*** ARTICLE
From 1909 to 1970, the United States convened a national conference on children and youth every decade — seven times, under seven presidents, across party lines. Each one asked: what do our children need, and what will we do about it? Then the tradition stopped. It has never been revived.
Roosevelt, Wilson, Hoover, Franklin Roosevelt, Truman, Eisenhower, and Nixon. Not every administration — but enough to establish a tradition of national accountability to children that crossed parties and generations.
Between 1909 and 1970, seven Presidents convened a national conference dedicated entirely to children. These were not small gatherings or symbolic events. They brought together scientists, physicians, educators, social workers, policymakers, faith leaders, and families from across the country. They produced detailed findings on what children needed. They drove legislation. They moved institutions.
The conferences were not perfect. They reflected the limitations and prejudices of their time. But they represented something that no longer exists: a consistent, national process for asking what children need and what the country intends to do about it.
Since 1970, the United States has not had that process. Today, while there are countless programs and policies affecting children, there is no single, unifying mechanism to define national priorities for children. Child health, education, and family well-being are addressed in silos. The conferences were the closest thing the country ever had to a coherent national agenda for children. We have not come close to replacing them.
Each conference was shaped by the social realities of its decade. Each one produced recommendations that outlasted the administration that called it.
Child mill worker, Globe Cotton Mill, Augusta, Georgia, January 1909 — the same month Roosevelt convened the first conference. Photo by Lewis Wickes Hine. National Child Labor Committee Collection, Library of Congress. No known restrictions on publication.
The first White House Conference — the first White House conference of any kind — was convened on January 25, 1909, one of Roosevelt's final acts as president. The idea originated with reformers Lillian Wald and Florence Kelley, who argued that the federal government spent money and attention on agricultural crops and livestock while ignoring the welfare of children. Roosevelt's response: "Bully. Come down and tell me about it."
About 215 delegates attended — social workers, educators, juvenile court judges, labor leaders, and civic leaders. Their central concern was the institutionalization of dependent and neglected children in large orphanages. The conference established the principle that "home life is the highest and finest product of civilization" and called for children to remain with families whenever possible. It also called directly for the creation of a federal Children's Bureau.
******
TASKS FOR THIS EXERCISE:
(1) According to the article, on what date was the first White House Conference on children convened?
(2) Count the lines of the listing that include the string "furniture", and give only that number.
The article and the listing after it have nothing to do with each other.
*** MATERIAL PROVIDED
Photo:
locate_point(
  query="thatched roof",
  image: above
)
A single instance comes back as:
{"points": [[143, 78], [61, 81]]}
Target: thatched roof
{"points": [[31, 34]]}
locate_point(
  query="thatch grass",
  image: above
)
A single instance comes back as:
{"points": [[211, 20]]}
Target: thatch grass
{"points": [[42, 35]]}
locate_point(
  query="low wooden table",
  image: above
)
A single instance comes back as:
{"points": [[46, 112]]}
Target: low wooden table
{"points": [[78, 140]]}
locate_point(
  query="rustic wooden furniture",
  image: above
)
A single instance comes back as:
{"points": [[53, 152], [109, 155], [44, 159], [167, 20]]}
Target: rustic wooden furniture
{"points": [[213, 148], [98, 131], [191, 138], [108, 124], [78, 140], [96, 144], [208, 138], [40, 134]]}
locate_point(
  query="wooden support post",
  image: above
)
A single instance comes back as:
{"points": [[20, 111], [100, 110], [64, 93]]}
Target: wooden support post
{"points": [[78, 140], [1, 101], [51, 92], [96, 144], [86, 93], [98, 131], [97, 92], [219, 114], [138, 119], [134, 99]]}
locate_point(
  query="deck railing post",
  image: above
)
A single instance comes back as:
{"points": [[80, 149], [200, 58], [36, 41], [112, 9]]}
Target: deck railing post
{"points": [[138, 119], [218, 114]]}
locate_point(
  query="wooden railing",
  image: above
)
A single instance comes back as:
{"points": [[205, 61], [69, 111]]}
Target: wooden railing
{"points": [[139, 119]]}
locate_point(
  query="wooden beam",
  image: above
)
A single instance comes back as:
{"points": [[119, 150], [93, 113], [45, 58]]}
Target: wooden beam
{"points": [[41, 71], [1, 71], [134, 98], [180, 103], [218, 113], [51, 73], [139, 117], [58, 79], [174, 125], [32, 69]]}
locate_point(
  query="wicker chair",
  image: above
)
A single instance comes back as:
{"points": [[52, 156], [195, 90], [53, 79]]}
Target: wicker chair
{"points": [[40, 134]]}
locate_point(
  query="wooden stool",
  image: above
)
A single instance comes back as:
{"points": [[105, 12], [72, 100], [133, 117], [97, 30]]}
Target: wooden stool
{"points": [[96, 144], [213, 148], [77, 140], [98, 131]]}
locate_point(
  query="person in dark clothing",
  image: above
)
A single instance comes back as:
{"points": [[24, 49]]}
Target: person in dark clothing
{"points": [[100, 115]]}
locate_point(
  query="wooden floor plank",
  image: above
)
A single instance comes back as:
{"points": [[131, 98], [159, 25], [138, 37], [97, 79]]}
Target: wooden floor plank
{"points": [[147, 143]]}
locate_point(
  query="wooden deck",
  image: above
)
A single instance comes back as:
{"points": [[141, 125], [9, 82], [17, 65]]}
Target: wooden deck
******
SOLUTIONS IN ORDER:
(1) January 25, 1909.

(2) 2